**Objective**
Reproduce the listing verbatim from its first line through the line containing "(1111, 685)", with both of those lines included.

(Some records)
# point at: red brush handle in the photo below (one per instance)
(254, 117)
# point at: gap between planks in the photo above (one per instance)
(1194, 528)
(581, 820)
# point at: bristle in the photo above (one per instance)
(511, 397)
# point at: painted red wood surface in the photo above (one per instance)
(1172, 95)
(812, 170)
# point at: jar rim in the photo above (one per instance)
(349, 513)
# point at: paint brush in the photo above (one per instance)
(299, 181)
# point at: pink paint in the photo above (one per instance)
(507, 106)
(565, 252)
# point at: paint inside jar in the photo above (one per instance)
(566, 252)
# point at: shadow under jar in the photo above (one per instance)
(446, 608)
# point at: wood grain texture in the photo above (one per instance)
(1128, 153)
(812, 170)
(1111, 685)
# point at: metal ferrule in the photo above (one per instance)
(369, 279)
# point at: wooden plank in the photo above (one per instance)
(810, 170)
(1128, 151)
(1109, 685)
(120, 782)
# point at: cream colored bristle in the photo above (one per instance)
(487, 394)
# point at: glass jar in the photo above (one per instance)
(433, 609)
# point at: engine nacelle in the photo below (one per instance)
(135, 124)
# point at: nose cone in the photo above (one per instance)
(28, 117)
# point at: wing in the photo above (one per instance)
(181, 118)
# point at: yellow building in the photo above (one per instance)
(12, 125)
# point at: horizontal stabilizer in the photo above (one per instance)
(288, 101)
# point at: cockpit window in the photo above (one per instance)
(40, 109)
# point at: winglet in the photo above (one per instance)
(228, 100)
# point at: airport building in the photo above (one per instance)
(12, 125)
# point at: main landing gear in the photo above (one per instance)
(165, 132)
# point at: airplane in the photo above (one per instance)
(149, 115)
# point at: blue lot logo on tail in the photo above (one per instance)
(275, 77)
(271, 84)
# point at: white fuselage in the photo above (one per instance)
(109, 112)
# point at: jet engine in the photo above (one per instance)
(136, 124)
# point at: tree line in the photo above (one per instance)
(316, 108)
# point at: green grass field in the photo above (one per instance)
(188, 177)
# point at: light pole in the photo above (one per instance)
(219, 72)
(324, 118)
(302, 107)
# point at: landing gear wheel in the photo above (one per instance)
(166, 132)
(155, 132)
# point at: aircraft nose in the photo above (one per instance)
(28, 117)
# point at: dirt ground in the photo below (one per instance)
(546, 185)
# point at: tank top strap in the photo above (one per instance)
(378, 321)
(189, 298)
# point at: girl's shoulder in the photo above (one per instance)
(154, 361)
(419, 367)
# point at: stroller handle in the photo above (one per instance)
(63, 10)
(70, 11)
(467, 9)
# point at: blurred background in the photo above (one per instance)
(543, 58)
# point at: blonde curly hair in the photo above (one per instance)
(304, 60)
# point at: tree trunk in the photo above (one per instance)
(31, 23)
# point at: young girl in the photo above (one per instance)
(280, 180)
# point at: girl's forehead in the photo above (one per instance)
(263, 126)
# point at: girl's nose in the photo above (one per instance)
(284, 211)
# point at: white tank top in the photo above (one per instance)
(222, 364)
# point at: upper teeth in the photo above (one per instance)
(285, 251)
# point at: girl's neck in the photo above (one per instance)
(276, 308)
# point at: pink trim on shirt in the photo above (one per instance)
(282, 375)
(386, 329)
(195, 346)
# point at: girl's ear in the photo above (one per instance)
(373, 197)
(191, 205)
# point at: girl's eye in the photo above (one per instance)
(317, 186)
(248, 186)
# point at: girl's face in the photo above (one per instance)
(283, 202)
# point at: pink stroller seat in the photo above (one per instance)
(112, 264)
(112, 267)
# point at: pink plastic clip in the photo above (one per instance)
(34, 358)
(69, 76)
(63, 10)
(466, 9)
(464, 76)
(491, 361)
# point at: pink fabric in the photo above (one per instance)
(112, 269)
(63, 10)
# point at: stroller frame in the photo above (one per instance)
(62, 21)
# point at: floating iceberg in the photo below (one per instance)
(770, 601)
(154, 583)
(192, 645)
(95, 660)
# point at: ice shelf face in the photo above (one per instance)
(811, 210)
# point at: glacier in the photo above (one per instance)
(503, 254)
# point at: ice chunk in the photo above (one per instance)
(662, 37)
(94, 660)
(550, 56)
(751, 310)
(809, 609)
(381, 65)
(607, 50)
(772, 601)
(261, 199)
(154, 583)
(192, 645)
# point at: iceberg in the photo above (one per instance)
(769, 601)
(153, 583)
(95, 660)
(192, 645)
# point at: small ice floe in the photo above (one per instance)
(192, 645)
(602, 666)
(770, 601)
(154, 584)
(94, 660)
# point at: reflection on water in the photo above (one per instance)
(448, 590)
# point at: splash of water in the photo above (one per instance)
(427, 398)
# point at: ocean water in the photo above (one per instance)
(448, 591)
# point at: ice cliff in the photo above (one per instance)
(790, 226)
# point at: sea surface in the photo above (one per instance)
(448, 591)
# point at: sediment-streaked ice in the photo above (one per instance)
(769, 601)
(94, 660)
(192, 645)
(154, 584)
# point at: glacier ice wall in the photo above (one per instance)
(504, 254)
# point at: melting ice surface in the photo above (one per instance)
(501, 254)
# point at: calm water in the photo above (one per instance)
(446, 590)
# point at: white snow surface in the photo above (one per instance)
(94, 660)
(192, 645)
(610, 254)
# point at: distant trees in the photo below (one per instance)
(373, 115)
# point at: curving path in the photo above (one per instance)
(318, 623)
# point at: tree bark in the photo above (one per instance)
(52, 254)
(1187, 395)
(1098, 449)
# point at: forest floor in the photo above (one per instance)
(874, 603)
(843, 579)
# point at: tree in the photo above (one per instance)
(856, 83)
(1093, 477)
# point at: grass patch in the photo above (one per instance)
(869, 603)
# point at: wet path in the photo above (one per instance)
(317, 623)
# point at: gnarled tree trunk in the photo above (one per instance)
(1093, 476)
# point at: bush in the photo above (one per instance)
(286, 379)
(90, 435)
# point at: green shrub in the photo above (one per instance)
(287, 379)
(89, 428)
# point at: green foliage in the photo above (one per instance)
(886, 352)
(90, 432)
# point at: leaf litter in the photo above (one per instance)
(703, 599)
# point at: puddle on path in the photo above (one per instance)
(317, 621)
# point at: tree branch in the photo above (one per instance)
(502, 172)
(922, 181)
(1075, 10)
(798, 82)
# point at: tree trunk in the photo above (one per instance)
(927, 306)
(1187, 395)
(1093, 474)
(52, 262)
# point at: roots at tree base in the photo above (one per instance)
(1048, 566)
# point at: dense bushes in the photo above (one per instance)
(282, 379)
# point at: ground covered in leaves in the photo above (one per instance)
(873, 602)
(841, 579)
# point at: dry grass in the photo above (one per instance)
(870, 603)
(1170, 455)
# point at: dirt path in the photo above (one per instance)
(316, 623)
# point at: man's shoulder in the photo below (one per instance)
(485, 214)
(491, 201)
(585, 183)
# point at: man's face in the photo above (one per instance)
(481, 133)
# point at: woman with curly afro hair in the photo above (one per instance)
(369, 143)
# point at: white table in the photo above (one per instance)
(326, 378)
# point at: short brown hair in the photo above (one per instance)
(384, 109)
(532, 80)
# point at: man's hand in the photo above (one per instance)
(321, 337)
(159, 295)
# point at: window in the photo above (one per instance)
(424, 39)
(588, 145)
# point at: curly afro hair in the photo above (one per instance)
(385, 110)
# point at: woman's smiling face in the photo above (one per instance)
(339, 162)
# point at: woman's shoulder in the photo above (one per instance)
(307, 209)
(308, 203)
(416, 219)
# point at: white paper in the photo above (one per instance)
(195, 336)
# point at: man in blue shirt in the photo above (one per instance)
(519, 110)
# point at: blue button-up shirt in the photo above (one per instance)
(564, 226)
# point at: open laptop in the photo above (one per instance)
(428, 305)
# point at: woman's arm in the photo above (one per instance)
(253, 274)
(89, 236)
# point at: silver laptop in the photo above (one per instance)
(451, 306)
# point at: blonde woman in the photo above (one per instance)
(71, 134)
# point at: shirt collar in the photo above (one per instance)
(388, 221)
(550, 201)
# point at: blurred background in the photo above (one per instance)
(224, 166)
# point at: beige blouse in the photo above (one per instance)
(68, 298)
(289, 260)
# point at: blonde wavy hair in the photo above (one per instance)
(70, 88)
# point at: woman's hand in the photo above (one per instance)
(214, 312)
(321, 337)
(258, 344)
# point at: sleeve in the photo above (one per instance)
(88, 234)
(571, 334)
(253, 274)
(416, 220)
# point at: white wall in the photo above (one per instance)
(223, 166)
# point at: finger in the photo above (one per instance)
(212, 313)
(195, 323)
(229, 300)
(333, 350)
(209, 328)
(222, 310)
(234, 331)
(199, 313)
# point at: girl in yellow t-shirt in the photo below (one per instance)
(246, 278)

**Written solution**
# point at: red brush handle in the photo below (one per instance)
(254, 117)
# point at: gap between planks in the photo above (one per instance)
(1194, 528)
(581, 820)
# point at: bristle in the photo above (one per instance)
(511, 397)
# point at: painted red wood surface in the photo above (one per instance)
(1172, 95)
(812, 170)
# point at: jar rim in the photo above (one per instance)
(349, 513)
# point at: paint brush in the photo above (one per instance)
(299, 181)
# point at: pink paint in the photo above (one per instance)
(507, 106)
(565, 252)
# point at: paint inside jar in the photo above (one per instance)
(566, 252)
# point at: shadow under jar in the photo above (one per instance)
(446, 608)
# point at: wood grain texture in the photo above (one per instance)
(1128, 153)
(812, 170)
(1111, 685)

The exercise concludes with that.